start Reading text

Cite as 2021 Ark. App. 102 Elizabeth Perry ARKANSAS COURT OF APPEALS I attest to the accuracy and integrity of this document DIVISION I 2023.06.22 14:55:07 -05'00' No. CR-19-676

2023.001.20174 Opinion Delivered March 3, 2021

MICHAEL HULL APPEAL FROM THE CLAY COUNTY CIRCUIT COURT, EASTERN DISTRICT APPELLANT [NOS. 11PCR-17-111 & 11PCR-18-7]

V. HONORABLE RANDY F. PHILHOURS, JUDGE

STATE OF ARKANSAS

APPELLEE REVERSED AND REMANDED

LARRY D. VAUGHT, Judge

Michael Hull appeals from two April 29, 2019 sentencing orders entered by the Clay

County Circuit Court revoking his probation in case Nos. CR-17-111 and CR-18-7. On appeal,

he argues that the circuit court clearly erred when it found that he knowingly and intelligently

waived his Sixth Amendment right to counsel; that his standby counsel did not actively

represent him during the revocation hearing to an extent sufficient to overcome the invalid

waiver of counsel; and that the circuit court abused its discretion in denying his motion for a

continuance to hire new counsel. We reverse and remand Hull’s first two points on appeal and

hold that his third point is moot.

end Reading text
start Available data

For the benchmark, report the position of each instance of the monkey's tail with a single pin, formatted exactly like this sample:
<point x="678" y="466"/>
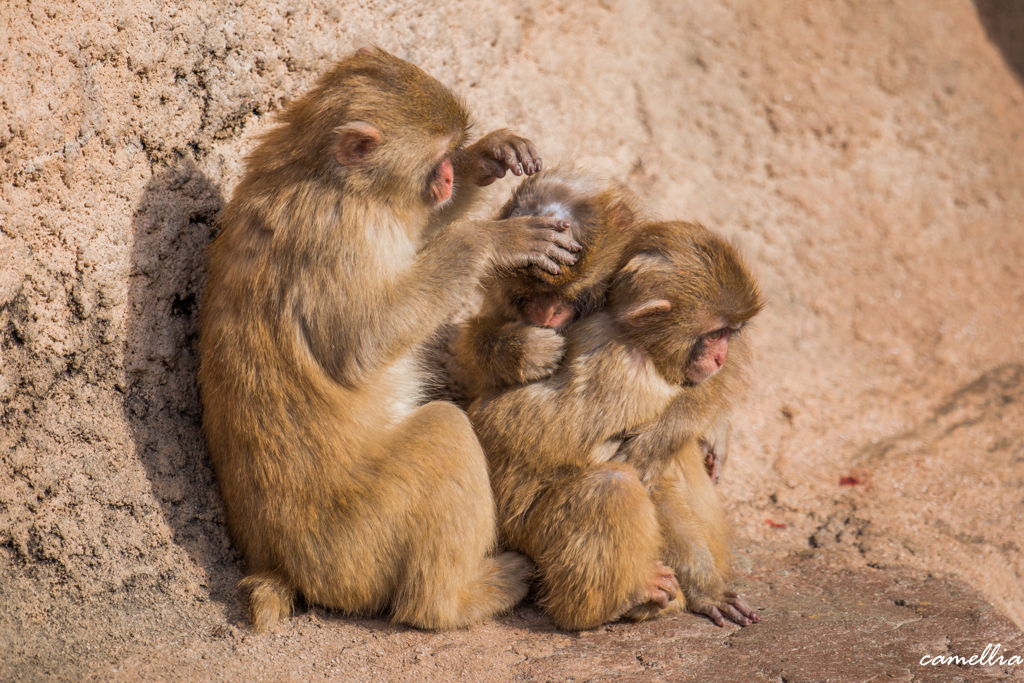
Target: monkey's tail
<point x="270" y="598"/>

end Available data

= Job 1 =
Copy the part of the court opinion between "County Circuit Court revoking" and "point is moot.", inclusive.
= Job 2 =
Render this sentence from the court opinion in Spanish: "We reverse and remand Hull’s first two points on appeal and hold that his third point is moot."
= Job 3 =
Based on the court opinion, answer yes or no to each statement and quote the words that decide it: (a) The appeal comes from the Clay County Circuit Court. (b) The sentencing orders were entered on March 3, 2021. (c) Hull argues that the circuit court abused its discretion by denying his motion for a continuance.
The material has no connection to the court opinion.

= Problem solution 1 =
County Circuit Court revoking his probation in case Nos. CR-17-111 and CR-18-7. On appeal,

he argues that the circuit court clearly erred when it found that he knowingly and intelligently

waived his Sixth Amendment right to counsel; that his standby counsel did not actively

represent him during the revocation hearing to an extent sufficient to overcome the invalid

waiver of counsel; and that the circuit court abused its discretion in denying his motion for a

continuance to hire new counsel. We reverse and remand Hull’s first two points on appeal and

hold that his third point is moot.

= Problem solution 2 =
Revocamos y devolvemos en cuanto a los dos primeros puntos de apelación de Hull y resolvemos que su tercer punto carece de objeto.

= Problem solution 3 =
(a) Yes: "APPEAL FROM THE CLAY COUNTY CIRCUIT COURT, EASTERN DISTRICT"
(b) No: "two April 29, 2019 sentencing orders"
(c) Yes: "the circuit court abused its discretion in denying his motion for a continuance to hire new counsel"